* Written request a
In the blog tour post on character and dialogue, which book is Jack Torrance listed with?

* Extract provided
— start —

Tuesday, August 24, 2010

Promoting Blaggard's Moon, Character and Dialogue - August 2010 Christian Fantasy and Blog Tour, Day 3

Every story that has compelled me to read it again typically included a peculiar character, sometimes more than one, so well-written that I could see him and hear him. Of course, the voice and looks that came to my imagination were often those I’d seen either in real life, or in a movie, or in a child’s story book. But the reason they came was because the writing invoked them, called them forth, and they came: Gollum, Puddleglum, Tom Fitzgerald (The Great Brain), the Scarecrow (The Wizard of Oz), John Carter (The God’s of Mars), Vernon Dursley, Rubeus Hagrid, Severus Snape, and Dolores Umbridge (Harry Potter), Jack Torrance (The Shining), Mr. Li (Plague Maker)...and others.

— end —

* Written request b
Revise the listing by replacing "left" with "right" wherever it appears, and keep everything else the same.

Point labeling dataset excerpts
— start —

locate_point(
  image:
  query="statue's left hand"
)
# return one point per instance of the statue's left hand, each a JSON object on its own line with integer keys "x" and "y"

— end —

* Solution a
The Shining

* Solution b
locate_point(
  image:
  query="statue's right hand"
)
# return one point per instance of the statue's right hand, each a JSON object on its own line with integer keys "x" and "y"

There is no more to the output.